**PROBLEM TO SOLVE**
Find every line of the material that contains the string "sock", matching case exactly, and copy each of those lines.

**ITEMS**
********************
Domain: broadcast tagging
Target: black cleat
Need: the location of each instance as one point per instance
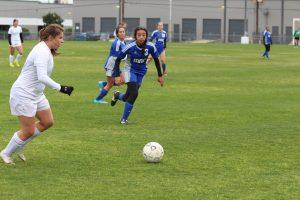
(115, 98)
(123, 121)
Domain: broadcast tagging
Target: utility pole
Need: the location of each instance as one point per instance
(257, 19)
(282, 21)
(170, 21)
(225, 22)
(121, 10)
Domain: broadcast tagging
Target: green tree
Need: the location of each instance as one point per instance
(52, 18)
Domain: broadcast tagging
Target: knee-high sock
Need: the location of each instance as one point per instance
(36, 133)
(16, 143)
(164, 66)
(102, 94)
(18, 58)
(121, 97)
(127, 110)
(11, 58)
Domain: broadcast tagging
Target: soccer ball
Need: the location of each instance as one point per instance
(153, 152)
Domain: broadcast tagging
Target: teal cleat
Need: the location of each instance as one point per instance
(102, 84)
(99, 101)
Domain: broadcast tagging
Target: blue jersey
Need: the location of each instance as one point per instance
(159, 38)
(116, 47)
(138, 57)
(267, 38)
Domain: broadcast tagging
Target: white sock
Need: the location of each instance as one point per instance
(14, 143)
(37, 132)
(11, 59)
(18, 58)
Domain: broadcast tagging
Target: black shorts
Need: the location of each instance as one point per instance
(268, 47)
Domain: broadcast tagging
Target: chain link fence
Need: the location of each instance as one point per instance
(176, 37)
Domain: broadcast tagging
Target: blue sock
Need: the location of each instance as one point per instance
(102, 94)
(164, 66)
(121, 96)
(127, 110)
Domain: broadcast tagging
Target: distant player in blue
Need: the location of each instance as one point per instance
(137, 53)
(115, 50)
(159, 38)
(267, 39)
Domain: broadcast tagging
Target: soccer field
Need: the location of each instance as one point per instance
(229, 122)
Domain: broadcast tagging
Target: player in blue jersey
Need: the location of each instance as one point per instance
(267, 39)
(115, 49)
(137, 53)
(159, 38)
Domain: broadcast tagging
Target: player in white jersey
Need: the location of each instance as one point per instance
(15, 40)
(27, 99)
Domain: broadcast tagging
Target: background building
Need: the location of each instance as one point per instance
(192, 19)
(30, 13)
(223, 20)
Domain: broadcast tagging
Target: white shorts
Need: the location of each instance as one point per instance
(109, 67)
(16, 43)
(27, 107)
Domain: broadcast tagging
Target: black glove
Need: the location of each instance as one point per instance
(66, 89)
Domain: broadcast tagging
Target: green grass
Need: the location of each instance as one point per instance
(229, 122)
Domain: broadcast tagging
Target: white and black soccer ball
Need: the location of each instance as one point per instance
(153, 152)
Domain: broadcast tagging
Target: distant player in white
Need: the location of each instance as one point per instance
(15, 40)
(27, 99)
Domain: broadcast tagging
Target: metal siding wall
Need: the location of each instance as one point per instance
(236, 30)
(211, 29)
(189, 29)
(108, 24)
(132, 23)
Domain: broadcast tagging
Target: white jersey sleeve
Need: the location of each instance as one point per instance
(9, 31)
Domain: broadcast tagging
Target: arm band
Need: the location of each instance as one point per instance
(117, 67)
(158, 68)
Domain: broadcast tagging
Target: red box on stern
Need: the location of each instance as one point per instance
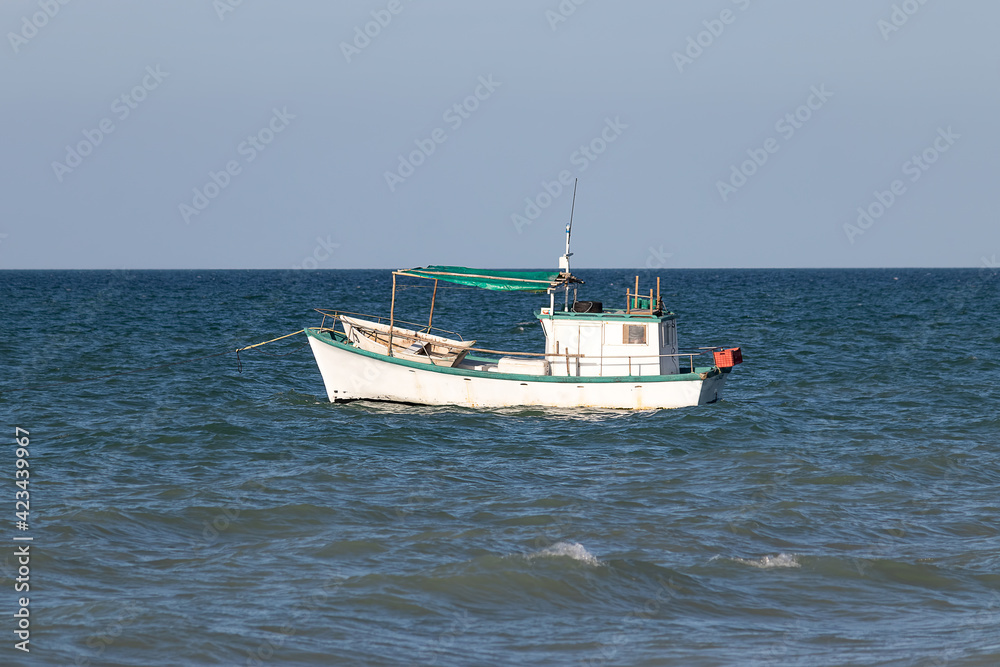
********************
**THE RESULT**
Target: knee-high sock
Target: white sock
Target: blue sock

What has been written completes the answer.